_Your tasks_
1. Answer these questions from the Cléo de Mérode passage, one line each:
(a) About what year does the passage date the giveaway card?
(b) On what date was Cléo de Mérode born?
(c) Of which era does the passage call her possibly the most well-known dancer?
2. Name every date or year given in the Cléo de Mérode passage.
3. Proceed with the Cléo de Mérode passage, starting after its final sentence.

_Document_

--- START ---

So, with the clock ticking and the calendar pages flying, we conducted a search far and wide for just the right card, one with a very beautiful image and an enticing history, to grace the collection of one very special customer. And we found it!
NOT FOR SALE Exquisite Cleo De Merode Giveaway Card, circa 1900 |
Cléo de Mérode (September 27th , 1875-October 17th, 1966) is possibly the most well-known dancer of La Belle Époque. Certainly she was the postcard queen of the era, and took great care with the images of her, making careful use of the medium to help promote her public recognition. Her postcard images are some of the most sought after and often the most expensive of all the "artistes."

--- END ---

_Data rows_
--- START ---

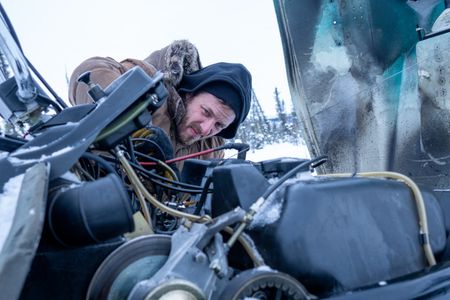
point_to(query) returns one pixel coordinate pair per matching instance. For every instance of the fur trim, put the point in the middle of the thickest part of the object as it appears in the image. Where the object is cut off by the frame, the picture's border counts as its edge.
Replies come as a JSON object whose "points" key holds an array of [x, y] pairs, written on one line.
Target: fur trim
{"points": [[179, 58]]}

--- END ---
--- START ---

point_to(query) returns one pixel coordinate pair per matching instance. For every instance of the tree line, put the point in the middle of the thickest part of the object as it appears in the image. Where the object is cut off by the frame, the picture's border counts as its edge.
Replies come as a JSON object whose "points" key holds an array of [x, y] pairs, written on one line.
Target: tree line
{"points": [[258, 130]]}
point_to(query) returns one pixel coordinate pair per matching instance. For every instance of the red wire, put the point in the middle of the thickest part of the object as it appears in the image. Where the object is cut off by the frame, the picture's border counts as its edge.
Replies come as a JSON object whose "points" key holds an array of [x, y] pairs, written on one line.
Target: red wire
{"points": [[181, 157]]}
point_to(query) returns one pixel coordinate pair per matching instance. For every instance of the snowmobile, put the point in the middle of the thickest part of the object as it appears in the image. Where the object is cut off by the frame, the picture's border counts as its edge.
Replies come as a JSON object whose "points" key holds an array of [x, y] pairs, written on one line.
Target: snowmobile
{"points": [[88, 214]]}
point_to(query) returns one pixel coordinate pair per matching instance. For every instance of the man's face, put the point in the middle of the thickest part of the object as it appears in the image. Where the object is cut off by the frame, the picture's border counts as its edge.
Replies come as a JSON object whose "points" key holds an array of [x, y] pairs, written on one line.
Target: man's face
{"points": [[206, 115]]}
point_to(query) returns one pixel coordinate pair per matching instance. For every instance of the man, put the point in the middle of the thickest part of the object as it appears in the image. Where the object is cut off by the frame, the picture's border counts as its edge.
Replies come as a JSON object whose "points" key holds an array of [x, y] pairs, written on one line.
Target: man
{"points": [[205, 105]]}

--- END ---

_Outputs_
1.
(a) Circa 1900.
(b) September 27th, 1875.
(c) La Belle Époque.

2. Circa 1900; September 27th, 1875; October 17th, 1966.

3.
The daughter of the Austrian-born nobleman and landscape painter Karl von Mérode, and given the exotic name Cléopâtre Diane de Mérode at birth (although her mother called her Lulu), she started taking dance lessons when only 7- or 8-years-old and made her stage debut at the tender age of 11. As Cléo de Mérode, she went on to become an international star, known for her tiny waist, grace, and exquisite beauty. As one of the most glamorous of the stars of that time, she was sought after by many artists and photographers. Henri de Toulouse-Lautrec, Charles Puyo, Alfredo Muller, Giovanni Boldini, and Gustav Klimt painted her, Alexandre Falguière sculpted her, and photographers such as Léopold Émile Reutlinger, who took the image above, Félix Nadar, Henri Manuel, Charles Ogerau, and others vied to immortalize her image. There was even a wax effigy made of her in 1895 by sculptor Leopold Bernstamm, which was displayed in the Grevin Museum.
Early in her career, in 1896, when Cléo was just 22, King Léopold II of Belgium became entranced by her performance in a ballet. Léopold, then 61 years of age, already had two children by a woman rumored to be a prostitute and his pursuit of Cléo was enough to damage her reputation. Cléo, and her mother, who traveled with her, rejected the allegations. In an October 5th, 1897 interview with the New York Times, her mother, Mme. Mérode, insisted that although Cléo had been required to meet with the king, she did so only with her mother's chaperonage. Cléo herself said, "It Is horrible - horrible - that they should so pursue me with such monstrous lies! The King of the Belgians is no more to me than any other great man who has admired me on the stage, whom I have seen for a few moments off the stage very rarely, and always in the presence of many other persons."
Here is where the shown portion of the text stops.